### [READING PASSAGE]
The Commission quickly classified and assigned the 10,860 petitioned cases. After careful review, the Commission decided on the initiation, dismissal, withdrawal, or transfer of the investigations. In order to improve the efficiency of the investigation, cases with similar or identical content were merged and for cases involving several incidents submitted on a single application, they were separated into several cases.
On April 25, 2006, the Commission decided to begin investigations on 388 submitted cases; 3 related to the anti-Japanese independence movement including the Hwanggan Marketplace independence movement, 382 related to massacres such as the Goyang Geumjeong Cave Incident, and 3 related to human rights abuses, including the Lee Soo-Keun espionage case. In February 2006, all applications were reviewed, and among the 10,860 cases submitted, 9,154 of them (84.2%) were chosen for investigation. Meanwhile, for cases where "the Commission believes that it is necessary to conduct an investigation into a case for the purposes of the Framework Act in historically important cases", independent investigations under the Commission's Mandate can be conducted according to Article 2 of the Framework Act. Based on this, eight cases were investigated including the case of the international introduction of Taekwondo and the enhancement of Korea's national prestige, the Bodo League massacres, the massacre of inmates at penitentiaries across the nation, the Yeosu-Suncheon Incident, the National Defense Army Incident, the Assassination Attempt of August 15, the case of the violation of the presidential decree by Oh Jong-Sang, and the case of press consolidation in 1980. Among these cases, the Taekwondo case and Oh Jong-Sang case were completed,
and the other six remain under investigation.
- Truth verification (or Non-Verifiability) Decisions
① Truth verification of independence movement cases
The Commission conducted investigations into cases related to the anti-Japanese
independence movement before or during Japanese colonization and the history of overseas Koreans who were sacrificed for their efforts in protecting the sovereignty of the nation. The truth was verified in 15 cases regarding the independence movement, which was sub-classified into cases related to the March 1st Independence Movement, the mass movements of youth, laborers, and farmers, the Singanhoe movement, socialist movements, and anarchism.
The case of Lee Yun-Hee, who conducted independence movement activities in Heuguhoe ("Dark Friends Society") in the 1920s and the case of Lim Jong-Eop, along with seven other cases, were socialist or anarchist activities. The Commission, however, saw these as anti-Japanese independence movements and investigated them. Because of the amount of time that has passed, with anti-Japanese movements having occurred more than half a century ago, and because the cases are related to individuals, many of the statements of the petitioners and reference witnesses were inadmissible as evidence. Activities occurring overseas also present a challenge as they were difficult to trace. Due to these difficulties, it was challenging to investigate the truth, and as a result, 14 cases were ruled unverifiable.

### [TASK OBJECTIVE]
Reproduce word for word the portion of the passage on the Commission's investigations starting with "The Commission quickly" and going on through "into several cases.".

### [DATA FOR REVIEW]

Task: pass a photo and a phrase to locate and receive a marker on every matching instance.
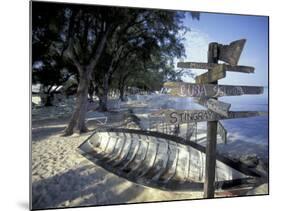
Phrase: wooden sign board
(200, 65)
(216, 106)
(218, 72)
(209, 90)
(222, 132)
(180, 117)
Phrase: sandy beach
(62, 177)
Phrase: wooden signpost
(206, 90)
(184, 116)
(209, 90)
(230, 68)
(218, 72)
(222, 132)
(219, 107)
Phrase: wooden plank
(222, 132)
(218, 72)
(216, 106)
(184, 116)
(201, 65)
(209, 90)
(211, 145)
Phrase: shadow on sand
(80, 188)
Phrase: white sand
(62, 177)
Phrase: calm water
(248, 133)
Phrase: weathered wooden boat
(161, 161)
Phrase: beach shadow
(23, 205)
(39, 134)
(81, 188)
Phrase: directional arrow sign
(216, 106)
(222, 132)
(209, 90)
(218, 72)
(179, 117)
(200, 65)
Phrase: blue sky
(224, 28)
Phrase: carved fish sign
(208, 90)
(231, 53)
(201, 65)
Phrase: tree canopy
(105, 47)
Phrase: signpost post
(210, 169)
(207, 91)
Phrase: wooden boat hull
(159, 160)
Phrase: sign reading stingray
(180, 117)
(216, 106)
(209, 90)
(201, 65)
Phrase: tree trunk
(103, 95)
(122, 94)
(79, 115)
(91, 91)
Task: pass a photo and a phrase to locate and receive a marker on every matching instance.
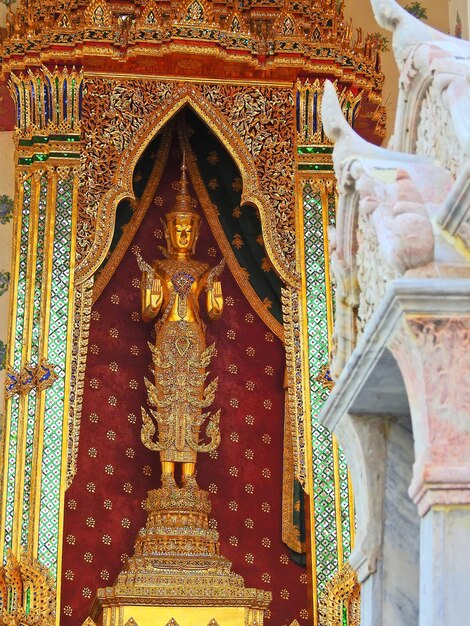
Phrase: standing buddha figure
(171, 290)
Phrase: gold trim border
(219, 234)
(138, 216)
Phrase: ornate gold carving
(324, 377)
(173, 287)
(295, 413)
(264, 119)
(258, 130)
(290, 532)
(137, 217)
(341, 600)
(177, 561)
(27, 593)
(82, 314)
(274, 35)
(210, 211)
(48, 101)
(310, 94)
(40, 377)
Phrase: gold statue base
(177, 575)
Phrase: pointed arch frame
(179, 96)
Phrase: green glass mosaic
(34, 356)
(323, 471)
(12, 444)
(55, 395)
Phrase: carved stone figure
(171, 289)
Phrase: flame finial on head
(184, 201)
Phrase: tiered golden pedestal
(177, 576)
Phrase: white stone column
(433, 353)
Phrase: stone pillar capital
(433, 353)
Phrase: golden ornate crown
(184, 204)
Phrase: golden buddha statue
(171, 288)
(177, 571)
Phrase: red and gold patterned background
(244, 476)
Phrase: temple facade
(234, 352)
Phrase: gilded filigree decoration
(211, 214)
(297, 34)
(341, 601)
(48, 101)
(177, 560)
(291, 309)
(264, 119)
(27, 593)
(40, 377)
(256, 126)
(324, 377)
(82, 315)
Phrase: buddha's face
(182, 232)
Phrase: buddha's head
(182, 222)
(182, 230)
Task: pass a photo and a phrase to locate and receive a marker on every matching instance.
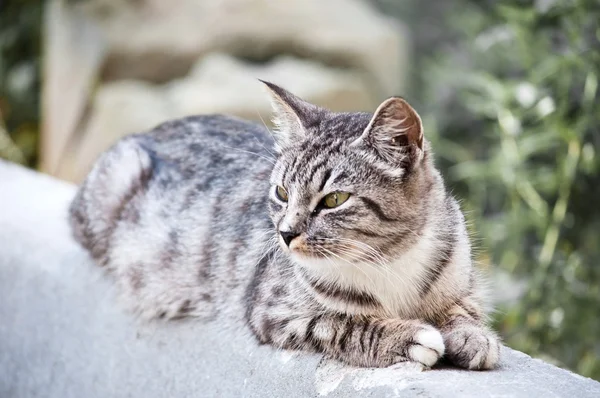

### [OUTPUT FOR THIS TASK]
The Commission quickly classified and assigned the 10,860 petitioned cases. After careful review, the Commission decided on the initiation, dismissal, withdrawal, or transfer of the investigations. In order to improve the efficiency of the investigation, cases with similar or identical content were merged and for cases involving several incidents submitted on a single application, they were separated into several cases.